『百年の誤読』(8)「ノルウェイの森」

1981年~2004年までの話題本、ベストセラー取り上げられた30冊のうち、

わくわく亭が読んだのはわずかに3冊のみだった。

どんなに僕の読書傾向がそうした人気本と方向違いになってしまったかがわかる。

しかし、それら30冊(読んだ3冊を含めて)のリストをながめて、

読まなかったことを残念には感じない。

岡野、豊﨑の書評も、おおむね「読む必要はない」とする本がほとんどなのだ。

日本人は1980年代から今日まで、「読む必要はない」本ばかり読んできた、あるいは

宣伝によって読まされてきたともいえるのではあるまいか。


この期間の本としてリストアップされたものから、代表的な本をいくつかあげてみよう。

◆ ◆ ◆ ◆

= 必須課題 A =
記録のうち、「Above you see an image. Your job: find the firefighter」を含む行から「401,156 -> 421,248」を含む行までを、両端の行も含めて一字一句そのまま繰り返してください。

◆ ◆ ◆ ◆

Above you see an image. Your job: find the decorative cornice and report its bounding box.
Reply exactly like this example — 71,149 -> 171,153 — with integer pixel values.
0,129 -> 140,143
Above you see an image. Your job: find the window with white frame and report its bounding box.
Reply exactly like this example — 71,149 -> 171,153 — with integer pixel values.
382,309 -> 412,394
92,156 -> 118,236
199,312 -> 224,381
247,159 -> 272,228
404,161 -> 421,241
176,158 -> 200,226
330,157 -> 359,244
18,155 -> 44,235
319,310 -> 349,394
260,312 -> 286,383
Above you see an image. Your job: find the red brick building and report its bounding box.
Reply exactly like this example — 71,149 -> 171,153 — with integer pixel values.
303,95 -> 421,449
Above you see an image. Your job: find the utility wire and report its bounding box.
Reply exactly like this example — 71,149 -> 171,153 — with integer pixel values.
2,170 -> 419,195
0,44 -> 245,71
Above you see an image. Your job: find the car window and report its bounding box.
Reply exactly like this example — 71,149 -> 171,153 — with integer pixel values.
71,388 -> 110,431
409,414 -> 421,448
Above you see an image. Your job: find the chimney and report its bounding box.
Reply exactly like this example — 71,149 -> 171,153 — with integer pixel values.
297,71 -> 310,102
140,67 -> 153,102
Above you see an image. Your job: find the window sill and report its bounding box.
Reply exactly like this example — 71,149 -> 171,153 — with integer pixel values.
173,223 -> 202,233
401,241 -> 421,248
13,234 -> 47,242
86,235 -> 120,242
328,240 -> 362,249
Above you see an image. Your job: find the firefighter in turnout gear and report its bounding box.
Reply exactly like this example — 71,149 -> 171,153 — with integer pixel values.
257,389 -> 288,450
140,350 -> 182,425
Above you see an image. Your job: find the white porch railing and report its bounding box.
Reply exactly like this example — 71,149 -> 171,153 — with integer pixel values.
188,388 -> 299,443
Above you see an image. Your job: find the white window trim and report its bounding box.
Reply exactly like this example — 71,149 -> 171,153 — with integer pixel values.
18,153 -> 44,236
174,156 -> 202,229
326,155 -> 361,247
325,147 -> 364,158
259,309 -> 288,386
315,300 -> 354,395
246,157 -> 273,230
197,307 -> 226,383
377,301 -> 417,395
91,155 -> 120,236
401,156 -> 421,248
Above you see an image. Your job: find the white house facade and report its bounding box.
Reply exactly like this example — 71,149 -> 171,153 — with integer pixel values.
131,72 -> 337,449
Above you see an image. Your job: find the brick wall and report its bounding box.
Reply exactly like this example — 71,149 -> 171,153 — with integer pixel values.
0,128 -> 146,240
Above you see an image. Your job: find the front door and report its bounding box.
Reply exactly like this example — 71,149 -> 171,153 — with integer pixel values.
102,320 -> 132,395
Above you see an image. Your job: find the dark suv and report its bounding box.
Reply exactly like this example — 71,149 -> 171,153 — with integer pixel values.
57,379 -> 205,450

◆ ◆ ◆ ◆

= 必須課題 B =
本文抜粋について、次の問いに答えてください。
(i) 取り上げられた話題本・ベストセラーは何冊ですか?
(ii) そのうち、わくわく亭が読んだのは何冊ですか?
(iii) 岡野、豊﨑の書評は、おおむねどのような本がほとんどだとしていますか?

= 出力 A =
Above you see an image. Your job: find the firefighter in turnout gear and report its bounding box.
Reply exactly like this example — 71,149 -> 171,153 — with integer pixel values.
257,389 -> 288,450
140,350 -> 182,425
Above you see an image. Your job: find the white porch railing and report its bounding box.
Reply exactly like this example — 71,149 -> 171,153 — with integer pixel values.
188,388 -> 299,443
Above you see an image. Your job: find the white window trim and report its bounding box.
Reply exactly like this example — 71,149 -> 171,153 — with integer pixel values.
18,153 -> 44,236
174,156 -> 202,229
326,155 -> 361,247
325,147 -> 364,158
259,309 -> 288,386
315,300 -> 354,395
246,157 -> 273,230
197,307 -> 226,383
377,301 -> 417,395
91,155 -> 120,236
401,156 -> 421,248

= 出力 B =
(i) 30冊
(ii) 3冊
(iii) 「読む必要はない」とする本